▶ [Saved entries]:
_ _ _ _

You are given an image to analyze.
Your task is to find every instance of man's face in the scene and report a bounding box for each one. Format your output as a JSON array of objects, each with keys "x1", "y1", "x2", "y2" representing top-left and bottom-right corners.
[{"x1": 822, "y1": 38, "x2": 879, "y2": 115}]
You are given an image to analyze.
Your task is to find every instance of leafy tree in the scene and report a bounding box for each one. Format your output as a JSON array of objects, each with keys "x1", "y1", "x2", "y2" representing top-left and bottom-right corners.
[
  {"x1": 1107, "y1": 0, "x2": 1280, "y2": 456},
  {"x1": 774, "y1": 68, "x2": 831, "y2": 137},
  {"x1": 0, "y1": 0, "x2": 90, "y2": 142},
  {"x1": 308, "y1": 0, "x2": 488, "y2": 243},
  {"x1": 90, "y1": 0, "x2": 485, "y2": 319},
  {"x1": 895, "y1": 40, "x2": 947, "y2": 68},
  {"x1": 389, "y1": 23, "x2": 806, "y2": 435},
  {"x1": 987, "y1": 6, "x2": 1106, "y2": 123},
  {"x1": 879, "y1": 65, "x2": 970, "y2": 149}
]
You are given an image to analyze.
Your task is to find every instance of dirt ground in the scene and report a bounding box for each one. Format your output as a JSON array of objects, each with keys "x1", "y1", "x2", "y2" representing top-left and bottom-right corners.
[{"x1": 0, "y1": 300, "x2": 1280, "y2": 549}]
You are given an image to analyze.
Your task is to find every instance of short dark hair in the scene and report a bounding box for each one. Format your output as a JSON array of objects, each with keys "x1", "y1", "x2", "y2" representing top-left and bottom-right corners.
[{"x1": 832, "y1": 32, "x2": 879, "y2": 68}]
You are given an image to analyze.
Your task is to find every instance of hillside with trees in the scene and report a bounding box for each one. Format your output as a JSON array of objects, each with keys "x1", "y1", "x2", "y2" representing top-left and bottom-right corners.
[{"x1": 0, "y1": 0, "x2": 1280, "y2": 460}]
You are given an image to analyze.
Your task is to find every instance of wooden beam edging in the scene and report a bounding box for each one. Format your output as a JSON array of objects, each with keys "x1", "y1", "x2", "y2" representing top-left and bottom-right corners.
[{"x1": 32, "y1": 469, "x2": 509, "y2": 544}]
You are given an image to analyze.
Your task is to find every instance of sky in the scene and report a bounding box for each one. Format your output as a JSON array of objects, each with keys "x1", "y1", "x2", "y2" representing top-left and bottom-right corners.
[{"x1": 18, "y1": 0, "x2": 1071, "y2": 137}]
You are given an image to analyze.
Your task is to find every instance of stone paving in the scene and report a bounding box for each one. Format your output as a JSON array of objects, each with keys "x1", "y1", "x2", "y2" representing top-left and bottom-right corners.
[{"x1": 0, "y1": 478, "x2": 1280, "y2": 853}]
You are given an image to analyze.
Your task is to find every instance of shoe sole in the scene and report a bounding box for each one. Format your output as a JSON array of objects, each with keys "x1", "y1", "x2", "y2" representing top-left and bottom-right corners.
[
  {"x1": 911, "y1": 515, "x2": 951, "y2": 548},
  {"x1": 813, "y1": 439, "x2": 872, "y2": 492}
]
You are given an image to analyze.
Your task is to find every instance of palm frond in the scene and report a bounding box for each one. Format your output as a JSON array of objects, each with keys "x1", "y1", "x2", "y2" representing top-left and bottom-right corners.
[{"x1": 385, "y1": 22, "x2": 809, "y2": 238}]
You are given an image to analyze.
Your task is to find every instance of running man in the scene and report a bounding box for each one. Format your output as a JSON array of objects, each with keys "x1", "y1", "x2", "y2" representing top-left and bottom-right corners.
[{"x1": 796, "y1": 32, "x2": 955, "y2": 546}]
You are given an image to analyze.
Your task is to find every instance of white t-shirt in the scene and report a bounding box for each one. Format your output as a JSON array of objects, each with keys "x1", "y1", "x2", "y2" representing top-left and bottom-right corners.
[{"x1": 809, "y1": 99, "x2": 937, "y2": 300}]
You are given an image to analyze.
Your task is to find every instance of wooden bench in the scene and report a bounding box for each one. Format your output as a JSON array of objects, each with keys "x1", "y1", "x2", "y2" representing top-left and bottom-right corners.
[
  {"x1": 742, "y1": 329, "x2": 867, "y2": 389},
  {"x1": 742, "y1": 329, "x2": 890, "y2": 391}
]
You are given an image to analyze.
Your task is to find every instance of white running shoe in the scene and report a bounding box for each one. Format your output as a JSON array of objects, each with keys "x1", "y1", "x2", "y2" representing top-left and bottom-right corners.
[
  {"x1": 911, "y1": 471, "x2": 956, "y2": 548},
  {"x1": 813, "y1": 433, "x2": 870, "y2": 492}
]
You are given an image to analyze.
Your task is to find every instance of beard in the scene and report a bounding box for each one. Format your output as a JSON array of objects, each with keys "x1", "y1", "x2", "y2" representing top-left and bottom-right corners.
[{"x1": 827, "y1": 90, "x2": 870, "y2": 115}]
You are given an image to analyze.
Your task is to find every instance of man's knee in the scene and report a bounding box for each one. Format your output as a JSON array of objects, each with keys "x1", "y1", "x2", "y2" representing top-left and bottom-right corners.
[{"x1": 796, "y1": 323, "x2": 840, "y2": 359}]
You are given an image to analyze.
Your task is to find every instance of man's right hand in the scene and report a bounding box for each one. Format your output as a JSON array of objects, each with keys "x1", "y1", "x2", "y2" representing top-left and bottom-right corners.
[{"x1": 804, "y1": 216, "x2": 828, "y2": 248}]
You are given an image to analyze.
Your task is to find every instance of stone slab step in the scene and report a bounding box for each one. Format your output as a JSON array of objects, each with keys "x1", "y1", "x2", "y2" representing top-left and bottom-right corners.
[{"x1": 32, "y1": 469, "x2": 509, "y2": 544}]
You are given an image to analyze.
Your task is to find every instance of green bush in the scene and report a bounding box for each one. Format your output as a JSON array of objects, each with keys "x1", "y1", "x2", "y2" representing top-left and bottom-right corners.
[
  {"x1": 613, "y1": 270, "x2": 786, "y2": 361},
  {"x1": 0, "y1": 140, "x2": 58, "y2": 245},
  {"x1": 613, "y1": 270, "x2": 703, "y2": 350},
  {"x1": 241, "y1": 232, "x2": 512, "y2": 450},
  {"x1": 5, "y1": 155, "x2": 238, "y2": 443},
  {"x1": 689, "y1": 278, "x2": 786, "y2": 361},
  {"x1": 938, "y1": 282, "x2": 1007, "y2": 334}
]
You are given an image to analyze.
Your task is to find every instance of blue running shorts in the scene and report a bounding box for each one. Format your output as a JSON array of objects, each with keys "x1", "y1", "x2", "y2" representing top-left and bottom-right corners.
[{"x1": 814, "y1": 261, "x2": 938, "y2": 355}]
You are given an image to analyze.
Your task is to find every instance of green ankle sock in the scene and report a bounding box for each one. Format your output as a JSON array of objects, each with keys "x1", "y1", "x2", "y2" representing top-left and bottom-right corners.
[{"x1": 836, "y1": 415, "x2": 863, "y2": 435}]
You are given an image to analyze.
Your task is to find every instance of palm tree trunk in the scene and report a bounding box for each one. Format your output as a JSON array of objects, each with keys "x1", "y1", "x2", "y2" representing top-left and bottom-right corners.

_ _ _ _

▶ [Given instruction]:
List every line in the items above that contains the word "white", copying each line in full.

▶ [Exercise response]:
Your task is to find every instance of white t-shirt in the scene and report a bounding box for each one. Format your output as a JSON array of objects, each with keys "x1", "y1", "x2", "y2" representing top-left and bottom-right corners.
Your task is to find every instance of white running shoe in the scene and report a bounding box for each one. Format your output as a JSON array of objects, each with keys "x1", "y1", "x2", "y2" representing top-left and bottom-right corners.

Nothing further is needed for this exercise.